Please write out the part of the India lockdown article below word for word, starting with "The bustling streets" and going on through "across the world.".

*** Page extract ***

The bustling streets are silent across much of India as the country heeds Prime Minister Narendra Modi's 21-day lockdown to break the chain of transmission of the coronavirus, but the WhatsApp groups are buzzing.
As the number of infections continues to rise, the anger and anxiety once expressed by the honking of horns at rush hour is finding voice on neighbourhood and family message groups trying to figure out new rules for community living as the pandemic sweeps across the world.
Should part-time domestic workers be allowed to come and go? Are newspaper deliveries also bringing infections? What about food and groceries? Who should be allowed into apartment buildings?
The fear of infections has brought the chasm, always lingering in the background in this sprawling nation of 1.3 billion, between the country's privileged and wealthy and the millions of poor who cook and clean and chauffeur them around, into sharp focus.
It's also exposed how woefully ill-prepared India is to meet the needs of the millions of daily wage laborers who live off what they earn each day, keeping the flow of essential goods and services rolling to people who've been ordered to stay indoors for three weeks.
By Saturday (March 28) India had reported 834 infections and 19 deaths, but there are growing fears the country will soon be overwhelmed with cases.
In Mumbai's northern suburb of Ghatkoper, R-City mall, one of the city's biggest, is now a playground for cats, and the nearby metro construction work has stopped. Meanwhile, in the Navi Mumbai suburb, municipal vehicles are blasting announcements on ways to prevent the disease.
Apartment complexes and residential neighborhoods across many Indian cities have issued a blanket ban on the entry of part-time workers and drivers. While this might seem sensible social distancing in most countries, in India it's also as deeply about entrenched class biases.
"Most people are reacting out of fear, banning migrant, daily wage labor from their gated societies, locking them out without monthly payments, blaming them for spreading the virus," said Arpita Chatterjee, a freelance editor in New Delhi.
"The truth is the disease has been brought to them by people like us who fly, travel, migrate through airports, bringing infection and disease to the poor who have no means of battling with it."
The rules seem to apply only to domestic helpers in most parts.
Friends and relatives entering the buildings seem to get by with no questions asked or a cursory drop of hand sanitiser. And the rumors are relentless.

*** End of Page extract ***
*** Extracted information ***

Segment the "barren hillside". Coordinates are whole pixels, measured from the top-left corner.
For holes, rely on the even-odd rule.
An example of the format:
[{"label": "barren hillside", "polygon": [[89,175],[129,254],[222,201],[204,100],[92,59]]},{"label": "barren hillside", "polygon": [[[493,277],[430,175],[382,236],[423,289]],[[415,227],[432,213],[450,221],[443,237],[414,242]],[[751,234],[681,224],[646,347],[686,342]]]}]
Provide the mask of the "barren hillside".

*** End of Extracted information ***

Answer to the exercise:
The bustling streets are silent across much of India as the country heeds Prime Minister Narendra Modi's 21-day lockdown to break the chain of transmission of the coronavirus, but the WhatsApp groups are buzzing.
As the number of infections continues to rise, the anger and anxiety once expressed by the honking of horns at rush hour is finding voice on neighbourhood and family message groups trying to figure out new rules for community living as the pandemic sweeps across the world.